## WHAT IS NEEDED
Can you format every one of the rows below as a numbered list, leaving out any blank lines?

[Excerpt from a dataset]
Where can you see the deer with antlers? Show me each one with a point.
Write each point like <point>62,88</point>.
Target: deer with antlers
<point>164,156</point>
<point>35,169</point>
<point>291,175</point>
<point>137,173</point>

## ANSWER TO THE TASK
1. Where can you see the deer with antlers? Show me each one with a point.
2. Write each point like <point>62,88</point>.
3. Target: deer with antlers
4. <point>164,156</point>
5. <point>35,169</point>
6. <point>291,175</point>
7. <point>137,173</point>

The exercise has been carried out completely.